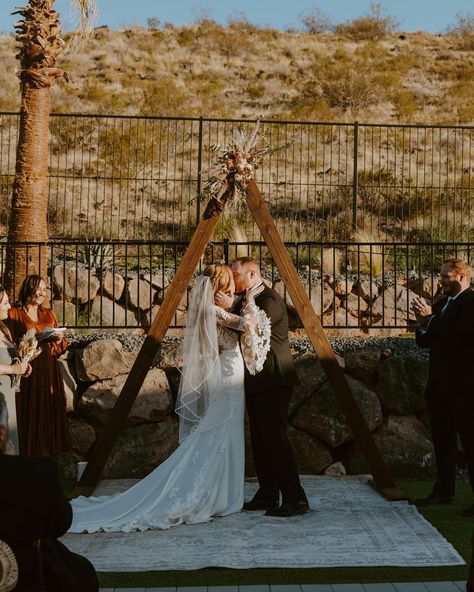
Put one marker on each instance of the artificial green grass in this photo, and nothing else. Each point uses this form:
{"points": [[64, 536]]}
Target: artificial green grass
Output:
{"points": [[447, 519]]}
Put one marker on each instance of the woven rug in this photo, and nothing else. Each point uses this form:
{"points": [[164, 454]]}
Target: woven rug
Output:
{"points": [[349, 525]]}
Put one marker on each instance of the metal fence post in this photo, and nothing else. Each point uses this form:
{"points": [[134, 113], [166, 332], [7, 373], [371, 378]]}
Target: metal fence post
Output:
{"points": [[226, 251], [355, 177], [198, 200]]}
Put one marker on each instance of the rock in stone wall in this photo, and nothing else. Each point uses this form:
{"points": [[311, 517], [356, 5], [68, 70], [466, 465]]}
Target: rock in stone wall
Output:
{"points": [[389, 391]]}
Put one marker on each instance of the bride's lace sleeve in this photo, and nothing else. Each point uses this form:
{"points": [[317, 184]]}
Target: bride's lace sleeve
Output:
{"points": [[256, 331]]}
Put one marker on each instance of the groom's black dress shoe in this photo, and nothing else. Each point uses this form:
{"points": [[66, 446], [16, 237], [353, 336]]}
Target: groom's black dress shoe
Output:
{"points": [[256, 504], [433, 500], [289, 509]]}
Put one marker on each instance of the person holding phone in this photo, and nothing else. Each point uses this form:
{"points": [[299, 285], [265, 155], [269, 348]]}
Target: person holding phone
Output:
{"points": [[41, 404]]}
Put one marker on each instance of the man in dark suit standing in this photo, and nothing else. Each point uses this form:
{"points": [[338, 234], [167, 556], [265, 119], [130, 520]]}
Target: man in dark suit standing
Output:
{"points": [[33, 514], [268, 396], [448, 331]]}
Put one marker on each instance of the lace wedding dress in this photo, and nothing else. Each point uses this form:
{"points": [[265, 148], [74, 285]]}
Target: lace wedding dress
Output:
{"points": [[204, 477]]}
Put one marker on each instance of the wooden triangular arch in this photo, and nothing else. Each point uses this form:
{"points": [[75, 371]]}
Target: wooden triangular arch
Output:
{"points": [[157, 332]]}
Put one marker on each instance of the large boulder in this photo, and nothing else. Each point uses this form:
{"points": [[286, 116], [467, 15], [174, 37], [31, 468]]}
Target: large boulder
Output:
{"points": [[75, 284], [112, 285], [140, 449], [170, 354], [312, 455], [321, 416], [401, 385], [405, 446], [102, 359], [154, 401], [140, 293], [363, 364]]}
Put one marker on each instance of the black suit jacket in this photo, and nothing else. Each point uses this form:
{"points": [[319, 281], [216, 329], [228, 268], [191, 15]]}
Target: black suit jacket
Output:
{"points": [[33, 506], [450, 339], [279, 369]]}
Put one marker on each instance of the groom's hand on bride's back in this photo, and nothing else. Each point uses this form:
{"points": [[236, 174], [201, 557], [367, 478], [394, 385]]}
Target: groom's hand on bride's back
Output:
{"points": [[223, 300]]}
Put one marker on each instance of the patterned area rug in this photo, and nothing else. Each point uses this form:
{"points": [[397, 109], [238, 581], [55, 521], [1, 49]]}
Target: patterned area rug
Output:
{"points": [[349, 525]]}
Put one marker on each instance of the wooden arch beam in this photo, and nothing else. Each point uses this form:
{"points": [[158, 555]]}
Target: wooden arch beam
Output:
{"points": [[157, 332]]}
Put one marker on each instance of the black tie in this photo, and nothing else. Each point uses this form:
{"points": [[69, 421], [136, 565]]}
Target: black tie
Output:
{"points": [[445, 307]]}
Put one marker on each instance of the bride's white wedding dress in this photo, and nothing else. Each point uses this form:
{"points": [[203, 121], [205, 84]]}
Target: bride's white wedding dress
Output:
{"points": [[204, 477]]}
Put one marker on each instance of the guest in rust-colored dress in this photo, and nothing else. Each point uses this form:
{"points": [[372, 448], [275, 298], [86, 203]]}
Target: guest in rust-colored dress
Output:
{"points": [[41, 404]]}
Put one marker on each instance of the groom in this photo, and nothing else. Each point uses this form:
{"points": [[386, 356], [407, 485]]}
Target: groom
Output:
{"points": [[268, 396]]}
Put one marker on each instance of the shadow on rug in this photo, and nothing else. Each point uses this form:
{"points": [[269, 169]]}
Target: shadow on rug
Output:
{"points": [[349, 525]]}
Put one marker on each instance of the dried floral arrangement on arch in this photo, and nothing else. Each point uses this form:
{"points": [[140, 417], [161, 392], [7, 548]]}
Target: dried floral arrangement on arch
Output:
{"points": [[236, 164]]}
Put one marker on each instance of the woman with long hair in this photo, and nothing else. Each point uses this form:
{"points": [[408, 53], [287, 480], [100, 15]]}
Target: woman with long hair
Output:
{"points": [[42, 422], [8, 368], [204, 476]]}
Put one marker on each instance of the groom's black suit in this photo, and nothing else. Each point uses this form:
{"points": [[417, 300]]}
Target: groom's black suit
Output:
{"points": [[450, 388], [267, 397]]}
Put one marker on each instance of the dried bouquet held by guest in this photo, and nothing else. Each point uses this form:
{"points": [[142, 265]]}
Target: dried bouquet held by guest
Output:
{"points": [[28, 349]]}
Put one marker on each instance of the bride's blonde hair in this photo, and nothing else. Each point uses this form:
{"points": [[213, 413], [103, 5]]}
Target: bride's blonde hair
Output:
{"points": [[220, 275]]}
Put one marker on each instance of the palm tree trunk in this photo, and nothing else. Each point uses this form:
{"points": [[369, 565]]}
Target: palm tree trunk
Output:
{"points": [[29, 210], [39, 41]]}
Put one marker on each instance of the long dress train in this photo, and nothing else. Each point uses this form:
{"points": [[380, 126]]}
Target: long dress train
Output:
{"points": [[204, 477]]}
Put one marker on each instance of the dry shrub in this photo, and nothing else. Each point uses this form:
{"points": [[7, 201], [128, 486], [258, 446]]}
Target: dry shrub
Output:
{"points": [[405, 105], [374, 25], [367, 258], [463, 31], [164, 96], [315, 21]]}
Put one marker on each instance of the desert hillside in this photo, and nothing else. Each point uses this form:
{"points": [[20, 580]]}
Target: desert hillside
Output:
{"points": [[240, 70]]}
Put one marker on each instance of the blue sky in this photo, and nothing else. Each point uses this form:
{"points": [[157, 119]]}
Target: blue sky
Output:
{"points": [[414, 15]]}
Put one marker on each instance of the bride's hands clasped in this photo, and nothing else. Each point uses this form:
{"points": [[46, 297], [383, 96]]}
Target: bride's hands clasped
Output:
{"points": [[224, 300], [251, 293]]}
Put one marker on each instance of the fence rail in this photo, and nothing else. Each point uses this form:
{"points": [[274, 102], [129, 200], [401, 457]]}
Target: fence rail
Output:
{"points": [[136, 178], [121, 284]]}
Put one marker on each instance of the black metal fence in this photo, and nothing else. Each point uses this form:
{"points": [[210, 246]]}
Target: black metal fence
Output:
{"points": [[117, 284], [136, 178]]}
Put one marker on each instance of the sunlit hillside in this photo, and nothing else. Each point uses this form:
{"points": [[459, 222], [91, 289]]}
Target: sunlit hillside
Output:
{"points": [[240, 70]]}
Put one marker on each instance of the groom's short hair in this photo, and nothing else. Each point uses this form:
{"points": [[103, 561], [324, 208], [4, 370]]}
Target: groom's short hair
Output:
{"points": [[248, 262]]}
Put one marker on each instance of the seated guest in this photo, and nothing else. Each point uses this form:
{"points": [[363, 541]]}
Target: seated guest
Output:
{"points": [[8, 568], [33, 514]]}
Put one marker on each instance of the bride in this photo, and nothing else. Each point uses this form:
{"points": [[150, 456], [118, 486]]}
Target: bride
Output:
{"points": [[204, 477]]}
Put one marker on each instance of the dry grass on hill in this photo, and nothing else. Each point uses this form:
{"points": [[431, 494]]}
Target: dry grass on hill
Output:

PROBLEM: A complete answer gives every line of the records holding "back".

YOUR SOLUTION:
Put one marker on each instance of the groom's hand on bride's back in this photo, and nothing else. Each point uses this form:
Target: groom's hand on bride's back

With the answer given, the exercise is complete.